**Dokumen**:
☆ ☆ ☆ ☆

Nama lengkap Al-Ghazali adalah Muhammad ibn Muhammad ibn Ahmad
ath-Thousy. Beliau dilahirkan pada tahun 450 H/1059 M di suatu kampung bernama
Ghazalah, Thusia, suatu kota di Khurasan, Persia. Ia mendapat gelar Imam Abu
Hamid al-Ghazali Hujjatul Islam. Orang tuanya gemar mempelajari ilmu
tasawuf, karenanya mereka hanya mau makan dari hasil usaha tangannya sendiri
dan menenun wol.
Ayahnya seorang miskin yang jujur, hidup dari usaha mandiri, bertenun
kain bulu dan seringkali mengunjungi rumah alim ulama, menuntut ilmu dan
berbuat jasa kepada mereka. Dia sering berdoa kepada Allah agar diberikan anak
yang pandai dan berilmu. Akan tetapi belum sempat menyaksikan pengabulan Allah
atas doanya, dia meninggal dunia pada saat anaknya masih usia anak-anak.
Sebelum dia meninggal dunia, dia menitipkan kedua anaknya kepada seorang
sufi (sahabat karibnya) sambil mengungkapkan kalimat bernada menyesal: ”Nasib
saya sangat malang, karena tidak mempunyai ilmu pengetahuan, saya ingin supaya
kemalangan saya dapat ditebus oleh kedua anakku ini. Peliharalah mereka dan
pergunakanlah sampai habis harta warisan yang aku tinggalkan ini untuk mengajar
mereka.”

☆ ☆ ☆ ☆

Catatan dataset tentang lokasi objek:
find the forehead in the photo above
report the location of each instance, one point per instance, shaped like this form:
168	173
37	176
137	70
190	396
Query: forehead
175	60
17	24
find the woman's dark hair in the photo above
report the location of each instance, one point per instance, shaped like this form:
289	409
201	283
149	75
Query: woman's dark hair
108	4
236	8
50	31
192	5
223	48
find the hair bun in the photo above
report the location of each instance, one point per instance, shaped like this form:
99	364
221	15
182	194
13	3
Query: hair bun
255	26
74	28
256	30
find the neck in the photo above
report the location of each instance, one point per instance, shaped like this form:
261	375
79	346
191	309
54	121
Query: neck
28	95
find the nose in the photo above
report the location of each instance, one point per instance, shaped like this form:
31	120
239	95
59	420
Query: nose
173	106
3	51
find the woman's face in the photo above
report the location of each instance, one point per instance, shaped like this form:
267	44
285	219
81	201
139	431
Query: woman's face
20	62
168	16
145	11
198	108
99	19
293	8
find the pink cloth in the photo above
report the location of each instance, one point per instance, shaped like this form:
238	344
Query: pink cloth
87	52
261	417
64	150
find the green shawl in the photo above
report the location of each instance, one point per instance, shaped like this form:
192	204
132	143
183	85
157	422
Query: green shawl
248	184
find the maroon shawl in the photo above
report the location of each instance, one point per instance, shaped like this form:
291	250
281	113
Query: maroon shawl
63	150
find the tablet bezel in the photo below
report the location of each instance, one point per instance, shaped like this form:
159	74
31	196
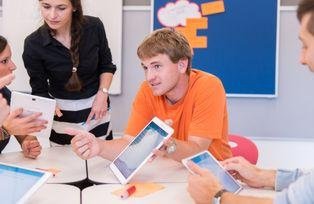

☆ ☆ ☆ ☆

**Tugas Latihan 1**: Sebutkan semua nama tempat yang disebut dalam teks tentang Al-Ghazali.
**Tugas Latihan 2**: Salin baris-baris dalam catatan dari baris yang memuat "find the green shawl in the photo above" sampai akhir catatan. Jangan sertakan gambar dalam jawaban.

**Hasil Akhir 1**: Ghazalah, Thusia, Khurasan, Persia

**Hasil Akhir 2**:
find the green shawl in the photo above
report the location of each instance, one point per instance, shaped like this form:
192	204
132	143
183	85
157	422
Query: green shawl
248	184
find the maroon shawl in the photo above
report the location of each instance, one point per instance, shaped like this form:
291	250
281	113
Query: maroon shawl
63	150
find the tablet bezel in the photo below
report the location of each instance, one point per instance, shaped like this form:
159	74
31	196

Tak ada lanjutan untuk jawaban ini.